What this task involves
Within the material below, filter for lines that hold the word "door".
= = =
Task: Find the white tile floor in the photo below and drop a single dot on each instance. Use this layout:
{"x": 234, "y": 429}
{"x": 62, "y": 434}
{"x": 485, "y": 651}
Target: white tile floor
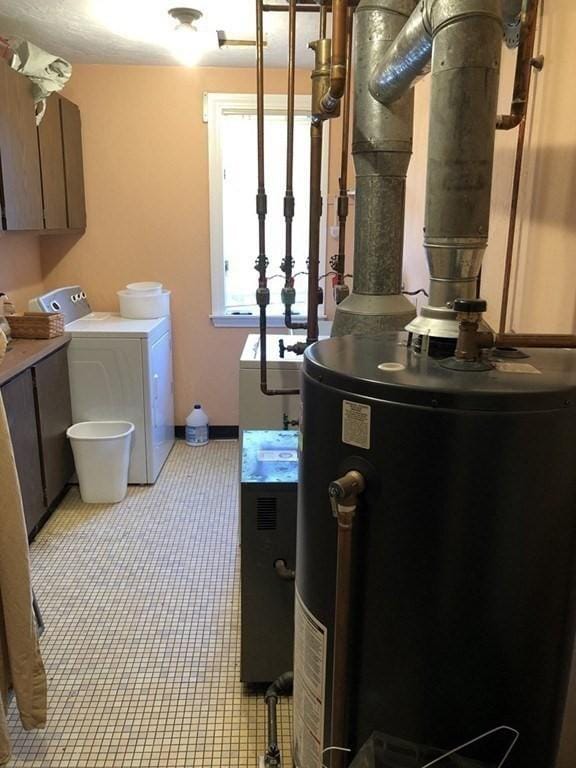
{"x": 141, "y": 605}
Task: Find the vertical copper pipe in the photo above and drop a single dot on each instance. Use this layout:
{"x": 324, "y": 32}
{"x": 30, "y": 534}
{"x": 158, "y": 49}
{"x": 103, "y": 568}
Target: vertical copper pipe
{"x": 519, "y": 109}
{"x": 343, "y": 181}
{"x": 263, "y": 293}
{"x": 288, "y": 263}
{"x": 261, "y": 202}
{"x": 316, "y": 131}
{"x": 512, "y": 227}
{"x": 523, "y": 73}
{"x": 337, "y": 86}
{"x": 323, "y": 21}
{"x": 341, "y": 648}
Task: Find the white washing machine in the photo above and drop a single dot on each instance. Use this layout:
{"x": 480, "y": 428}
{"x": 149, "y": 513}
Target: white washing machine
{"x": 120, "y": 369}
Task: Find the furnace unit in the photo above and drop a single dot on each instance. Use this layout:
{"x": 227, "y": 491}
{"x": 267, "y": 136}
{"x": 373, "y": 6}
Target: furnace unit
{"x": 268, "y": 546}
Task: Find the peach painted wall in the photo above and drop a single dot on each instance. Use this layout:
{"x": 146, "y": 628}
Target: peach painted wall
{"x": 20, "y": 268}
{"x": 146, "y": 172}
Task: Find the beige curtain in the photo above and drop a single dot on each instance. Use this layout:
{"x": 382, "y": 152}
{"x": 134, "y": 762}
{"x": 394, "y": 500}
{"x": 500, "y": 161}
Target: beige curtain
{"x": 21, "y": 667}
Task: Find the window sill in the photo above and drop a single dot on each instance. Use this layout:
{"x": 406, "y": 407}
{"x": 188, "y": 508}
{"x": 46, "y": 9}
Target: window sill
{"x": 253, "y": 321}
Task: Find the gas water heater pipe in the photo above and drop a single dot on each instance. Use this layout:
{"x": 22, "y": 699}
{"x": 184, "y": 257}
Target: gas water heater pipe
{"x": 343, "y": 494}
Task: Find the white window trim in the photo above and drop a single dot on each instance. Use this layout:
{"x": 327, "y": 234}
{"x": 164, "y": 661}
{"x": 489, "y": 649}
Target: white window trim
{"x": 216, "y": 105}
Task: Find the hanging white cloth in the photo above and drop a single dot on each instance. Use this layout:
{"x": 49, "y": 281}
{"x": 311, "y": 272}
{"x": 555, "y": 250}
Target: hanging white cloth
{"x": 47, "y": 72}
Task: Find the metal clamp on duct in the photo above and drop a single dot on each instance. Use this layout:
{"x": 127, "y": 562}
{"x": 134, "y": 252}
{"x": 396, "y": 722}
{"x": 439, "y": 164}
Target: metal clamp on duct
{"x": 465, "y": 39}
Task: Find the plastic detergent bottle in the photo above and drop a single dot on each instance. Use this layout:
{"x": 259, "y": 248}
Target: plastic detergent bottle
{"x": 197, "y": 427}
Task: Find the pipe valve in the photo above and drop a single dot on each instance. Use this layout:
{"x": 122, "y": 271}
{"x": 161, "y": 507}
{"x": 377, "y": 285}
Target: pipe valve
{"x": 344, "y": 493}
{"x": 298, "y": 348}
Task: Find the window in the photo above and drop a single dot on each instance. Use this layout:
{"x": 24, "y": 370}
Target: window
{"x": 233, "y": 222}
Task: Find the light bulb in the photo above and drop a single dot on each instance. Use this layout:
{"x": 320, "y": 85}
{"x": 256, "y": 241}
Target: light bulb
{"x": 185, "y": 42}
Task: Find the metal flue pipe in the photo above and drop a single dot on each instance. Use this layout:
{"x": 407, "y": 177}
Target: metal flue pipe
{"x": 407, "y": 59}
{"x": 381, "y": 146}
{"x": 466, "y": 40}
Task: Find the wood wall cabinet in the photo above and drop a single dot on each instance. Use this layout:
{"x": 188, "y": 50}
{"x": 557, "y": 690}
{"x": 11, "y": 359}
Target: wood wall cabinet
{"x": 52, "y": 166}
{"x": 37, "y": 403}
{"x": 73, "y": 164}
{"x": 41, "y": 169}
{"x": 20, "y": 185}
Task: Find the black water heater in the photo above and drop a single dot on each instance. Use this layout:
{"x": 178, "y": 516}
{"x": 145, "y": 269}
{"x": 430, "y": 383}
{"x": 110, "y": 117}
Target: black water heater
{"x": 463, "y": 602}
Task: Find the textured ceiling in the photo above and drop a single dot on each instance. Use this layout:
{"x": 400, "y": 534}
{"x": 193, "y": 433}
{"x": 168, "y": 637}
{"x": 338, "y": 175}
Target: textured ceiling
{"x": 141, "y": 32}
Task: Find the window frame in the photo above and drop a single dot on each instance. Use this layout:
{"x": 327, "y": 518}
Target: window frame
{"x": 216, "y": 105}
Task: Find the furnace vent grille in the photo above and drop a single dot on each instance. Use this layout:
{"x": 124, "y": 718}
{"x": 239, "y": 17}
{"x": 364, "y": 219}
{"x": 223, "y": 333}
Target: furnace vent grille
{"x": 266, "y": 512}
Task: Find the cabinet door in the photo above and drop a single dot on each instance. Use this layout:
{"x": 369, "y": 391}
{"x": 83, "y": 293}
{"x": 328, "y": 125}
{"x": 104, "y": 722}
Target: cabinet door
= = =
Result of the exercise
Task: Find the cabinet door in the photo above and drop a single dot on each instance. Use this layout:
Target: cabinet door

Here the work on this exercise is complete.